◆ Extrait source:

Le chasseur est un homme de paradoxes. Si l’on prend la peine de lui demander ses motivations dans la pratique de sa passion, il y a fort à parier qu’il mettra en avant son amour de la nature. Il faudra alors s’attendre à ce qu’il vous raconte les rayons de soleil qui percent la brume ou le voir s’attendrir sur les bourgeons printaniers. Et oui, sous ses airs rustres et bourrus, le chasseur peut parfois étonner par son émerveillement face aux spectacles de Dame Nature. Dès lors, comment expliquer que cet amour de la nature se traduise par un coup de feu synonyme de mise à mort? Ces deux conceptions semblent à priori antinomiques. D’un côté la mort, de l’autre la vie. Le chasseur, arbitre sur le fil, la fleur au fusil. Il faut avouer que pour une large couche de la population, ce dilemme semble insoluble. Le bien contre le mal, le manichéisme dans toute sa noblesse. 

Pour la Majorité, la nature prend le rôle de sanctuaire, un endroit sacré, inviolé. 54% de la population mondiale vit aujourd’hui en zone urbaine. L’homme a troqué le vert contre le gris des villes. Il devient gentiment étranger à la terre, une déconnexion avec la nature s’opère. Après des milliers d’années d’histoires, l’être humain s’est séparé de l’environnement qui l’a vu naître. Ainsi, une fracture se révèle. L’homme devenant étranger à la nature, son rapport avec cette dernière se métamorphose. La nature n’est plus le berceau de l’homme mais devient un fantasme. La nature est idéalisée par la majorité de la population qui s’en construit une vision idéaliste. Les grands espaces sauvages sont associés à la paix et à l’harmonie. Dans cette vision d’une nature-musée, l’homme se met sur un pied d’égalité face au règne animal. Les valeurs contemporaines et universelles d’une société égalitaire, non-violente, bienveillante et solidaire ont quitté les rapports exclusivement humains pour également gagner les forêts. Le chasseur se retrouve sous la critique pour son comportement contraire aux valeurs fondamentales. 

Cette vision souffre néanmoins d’un manque de recul sur le passé de l’être humain. Depuis des millénaires, l’homme entretient un rapport de prédation sur la nature. Le rapport entre l’être humain et son environnement n’a jamais été et n’est pas égalitaire. Depuis toujours, l’humain adapte l’ environnement à ses besoins. A l’époque, l’homme chassait pour subvenir à ses besoins vitaux, aujourd’hui nous utilisons des ressources naturelles comme l’eau afin de créer de l’électricité  pour alimenter nos smartphones devenus vitaux. Ainsi, le rôle du chasseur est à penser au delà du cliché simpliste de tueur. La chasse n’est pas à comprendre comme une activité ludique aux accents sadiques mais comme un héritage de notre passé de prédateur carnivore. Il convient également de mettre en évidence le but de la chasse. Le chasseur n’est pas là pour assouvir un besoin morbide mais pour subvenir à des besoins alimentaires, à l’image de ses ancêtres.

◆ Données affichées:

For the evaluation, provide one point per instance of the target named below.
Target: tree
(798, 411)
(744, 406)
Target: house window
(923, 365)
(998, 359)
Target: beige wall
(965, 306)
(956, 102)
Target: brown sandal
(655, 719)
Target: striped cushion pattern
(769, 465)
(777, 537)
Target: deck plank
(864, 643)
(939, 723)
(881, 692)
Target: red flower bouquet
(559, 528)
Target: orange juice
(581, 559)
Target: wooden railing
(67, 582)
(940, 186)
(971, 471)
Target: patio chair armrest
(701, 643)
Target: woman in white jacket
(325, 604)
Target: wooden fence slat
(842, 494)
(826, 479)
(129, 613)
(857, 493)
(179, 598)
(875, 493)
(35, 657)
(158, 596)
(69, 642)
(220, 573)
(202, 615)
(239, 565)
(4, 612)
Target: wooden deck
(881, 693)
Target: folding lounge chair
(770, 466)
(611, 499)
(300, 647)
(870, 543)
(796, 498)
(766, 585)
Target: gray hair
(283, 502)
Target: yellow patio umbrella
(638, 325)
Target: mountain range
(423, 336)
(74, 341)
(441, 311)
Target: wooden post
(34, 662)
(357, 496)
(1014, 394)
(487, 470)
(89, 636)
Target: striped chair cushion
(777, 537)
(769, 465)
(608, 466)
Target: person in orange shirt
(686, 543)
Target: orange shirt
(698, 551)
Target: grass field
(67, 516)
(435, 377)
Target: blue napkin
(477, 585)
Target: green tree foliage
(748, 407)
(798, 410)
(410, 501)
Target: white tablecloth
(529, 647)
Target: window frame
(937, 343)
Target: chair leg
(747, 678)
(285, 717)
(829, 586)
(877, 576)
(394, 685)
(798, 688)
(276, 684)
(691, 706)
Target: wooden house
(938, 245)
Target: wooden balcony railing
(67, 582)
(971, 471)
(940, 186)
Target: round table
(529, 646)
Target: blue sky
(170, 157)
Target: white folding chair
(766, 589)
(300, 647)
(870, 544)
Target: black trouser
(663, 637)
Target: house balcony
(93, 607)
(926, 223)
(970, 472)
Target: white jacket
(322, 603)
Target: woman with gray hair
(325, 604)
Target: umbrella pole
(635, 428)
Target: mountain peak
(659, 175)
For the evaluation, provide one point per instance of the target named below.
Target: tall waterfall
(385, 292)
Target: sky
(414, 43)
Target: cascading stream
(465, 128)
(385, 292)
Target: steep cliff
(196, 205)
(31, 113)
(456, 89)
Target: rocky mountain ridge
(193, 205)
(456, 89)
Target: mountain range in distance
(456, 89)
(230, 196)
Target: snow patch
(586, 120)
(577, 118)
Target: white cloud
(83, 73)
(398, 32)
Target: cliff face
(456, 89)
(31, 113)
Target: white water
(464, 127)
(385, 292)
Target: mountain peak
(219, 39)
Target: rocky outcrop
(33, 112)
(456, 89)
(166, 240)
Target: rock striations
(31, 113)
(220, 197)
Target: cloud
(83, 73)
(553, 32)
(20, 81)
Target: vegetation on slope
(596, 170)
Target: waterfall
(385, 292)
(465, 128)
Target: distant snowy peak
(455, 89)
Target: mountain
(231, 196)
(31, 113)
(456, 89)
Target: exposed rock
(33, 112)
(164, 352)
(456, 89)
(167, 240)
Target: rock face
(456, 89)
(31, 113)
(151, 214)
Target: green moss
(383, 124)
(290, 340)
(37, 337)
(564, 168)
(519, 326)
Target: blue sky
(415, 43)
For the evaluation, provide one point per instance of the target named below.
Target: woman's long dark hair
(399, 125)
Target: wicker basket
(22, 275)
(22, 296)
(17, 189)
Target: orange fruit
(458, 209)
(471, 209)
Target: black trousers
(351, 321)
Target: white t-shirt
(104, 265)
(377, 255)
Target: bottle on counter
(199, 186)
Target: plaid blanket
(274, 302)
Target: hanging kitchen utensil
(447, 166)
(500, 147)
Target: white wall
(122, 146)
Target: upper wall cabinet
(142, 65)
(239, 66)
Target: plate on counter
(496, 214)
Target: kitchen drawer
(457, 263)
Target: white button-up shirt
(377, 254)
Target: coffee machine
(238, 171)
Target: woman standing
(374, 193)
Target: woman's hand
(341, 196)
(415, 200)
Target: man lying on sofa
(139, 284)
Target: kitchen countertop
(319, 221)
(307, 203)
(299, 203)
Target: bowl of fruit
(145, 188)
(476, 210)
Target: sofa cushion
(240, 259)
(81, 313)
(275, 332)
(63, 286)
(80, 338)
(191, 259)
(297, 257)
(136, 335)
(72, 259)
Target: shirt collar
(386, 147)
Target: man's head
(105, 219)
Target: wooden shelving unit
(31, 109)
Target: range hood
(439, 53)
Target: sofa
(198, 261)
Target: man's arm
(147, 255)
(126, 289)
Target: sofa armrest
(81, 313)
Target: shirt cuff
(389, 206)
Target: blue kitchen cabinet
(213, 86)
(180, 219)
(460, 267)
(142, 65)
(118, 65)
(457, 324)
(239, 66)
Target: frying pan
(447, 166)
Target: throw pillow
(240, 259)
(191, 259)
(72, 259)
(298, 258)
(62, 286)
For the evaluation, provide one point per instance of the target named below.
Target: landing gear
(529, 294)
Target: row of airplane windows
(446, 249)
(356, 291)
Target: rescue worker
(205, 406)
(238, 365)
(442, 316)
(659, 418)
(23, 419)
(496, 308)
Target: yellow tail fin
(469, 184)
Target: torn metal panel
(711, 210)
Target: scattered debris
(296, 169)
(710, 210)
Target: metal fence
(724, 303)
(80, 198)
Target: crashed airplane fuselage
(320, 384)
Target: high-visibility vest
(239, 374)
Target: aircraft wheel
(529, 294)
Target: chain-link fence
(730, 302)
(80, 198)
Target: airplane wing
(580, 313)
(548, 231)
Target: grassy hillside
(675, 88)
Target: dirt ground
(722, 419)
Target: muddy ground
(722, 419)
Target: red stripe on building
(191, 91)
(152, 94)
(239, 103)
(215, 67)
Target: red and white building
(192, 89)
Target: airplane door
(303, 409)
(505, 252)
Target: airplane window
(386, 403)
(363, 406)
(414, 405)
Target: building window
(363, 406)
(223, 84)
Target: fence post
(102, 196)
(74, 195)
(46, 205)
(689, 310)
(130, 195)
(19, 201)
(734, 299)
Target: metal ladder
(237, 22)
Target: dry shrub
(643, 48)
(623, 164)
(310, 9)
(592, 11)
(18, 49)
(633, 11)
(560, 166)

* * *

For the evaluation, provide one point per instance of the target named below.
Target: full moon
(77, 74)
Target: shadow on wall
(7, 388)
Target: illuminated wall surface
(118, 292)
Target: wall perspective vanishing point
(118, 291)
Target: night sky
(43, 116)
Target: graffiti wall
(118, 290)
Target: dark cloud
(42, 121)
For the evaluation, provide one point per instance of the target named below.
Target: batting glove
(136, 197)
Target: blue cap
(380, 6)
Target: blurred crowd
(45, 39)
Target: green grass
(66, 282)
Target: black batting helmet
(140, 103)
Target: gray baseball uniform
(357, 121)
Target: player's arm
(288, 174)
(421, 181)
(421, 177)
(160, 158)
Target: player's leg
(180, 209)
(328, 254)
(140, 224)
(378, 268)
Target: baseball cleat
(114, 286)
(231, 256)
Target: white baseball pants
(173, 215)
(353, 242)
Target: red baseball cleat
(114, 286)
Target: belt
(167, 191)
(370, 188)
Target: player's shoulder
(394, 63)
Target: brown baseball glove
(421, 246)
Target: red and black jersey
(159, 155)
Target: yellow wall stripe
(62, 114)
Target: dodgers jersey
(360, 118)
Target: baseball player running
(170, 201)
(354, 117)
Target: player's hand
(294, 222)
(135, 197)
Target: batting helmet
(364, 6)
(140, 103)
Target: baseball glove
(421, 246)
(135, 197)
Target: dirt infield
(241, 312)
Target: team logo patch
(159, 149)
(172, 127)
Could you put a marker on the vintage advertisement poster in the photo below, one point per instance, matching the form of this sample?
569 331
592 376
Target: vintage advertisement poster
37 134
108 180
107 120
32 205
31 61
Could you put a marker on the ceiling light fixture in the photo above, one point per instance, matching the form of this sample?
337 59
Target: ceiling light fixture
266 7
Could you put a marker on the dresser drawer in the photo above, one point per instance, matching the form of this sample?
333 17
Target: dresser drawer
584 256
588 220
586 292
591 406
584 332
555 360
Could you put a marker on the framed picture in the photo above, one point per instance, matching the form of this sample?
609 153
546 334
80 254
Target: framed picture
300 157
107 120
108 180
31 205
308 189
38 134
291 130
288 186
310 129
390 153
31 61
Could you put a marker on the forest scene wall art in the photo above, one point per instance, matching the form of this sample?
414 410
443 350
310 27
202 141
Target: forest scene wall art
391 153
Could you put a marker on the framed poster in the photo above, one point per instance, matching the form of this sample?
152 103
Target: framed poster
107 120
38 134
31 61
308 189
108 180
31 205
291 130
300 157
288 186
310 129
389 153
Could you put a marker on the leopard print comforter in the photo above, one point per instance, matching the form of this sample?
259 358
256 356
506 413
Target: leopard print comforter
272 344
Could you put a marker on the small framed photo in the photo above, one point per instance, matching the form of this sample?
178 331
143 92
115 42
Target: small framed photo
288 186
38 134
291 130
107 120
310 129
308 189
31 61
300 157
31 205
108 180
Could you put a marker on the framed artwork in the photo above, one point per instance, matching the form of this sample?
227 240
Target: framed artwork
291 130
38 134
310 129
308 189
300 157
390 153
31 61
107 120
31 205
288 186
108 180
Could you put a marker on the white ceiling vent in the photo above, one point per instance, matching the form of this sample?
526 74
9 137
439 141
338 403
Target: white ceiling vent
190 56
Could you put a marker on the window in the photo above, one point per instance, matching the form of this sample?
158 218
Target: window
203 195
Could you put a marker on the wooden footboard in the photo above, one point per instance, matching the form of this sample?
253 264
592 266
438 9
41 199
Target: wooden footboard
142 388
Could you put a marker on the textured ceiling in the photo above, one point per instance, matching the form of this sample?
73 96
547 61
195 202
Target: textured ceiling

◆ Travail à faire:
Répondez aux questions suivantes à partir de l'extrait sur la chasse.
(a) Quelle motivation le chasseur mettra-t-il en avant si on l'interroge sur sa passion ?
(b) Quel pourcentage de la population mondiale vit aujourd'hui en zone urbaine ?
(c) À quels besoins le chasseur vient-il subvenir, selon le dernier paragraphe ?

◆ Réponse:
(a) Son amour de la nature.
(b) 54 %.
(c) À des besoins alimentaires, à l'image de ses ancêtres.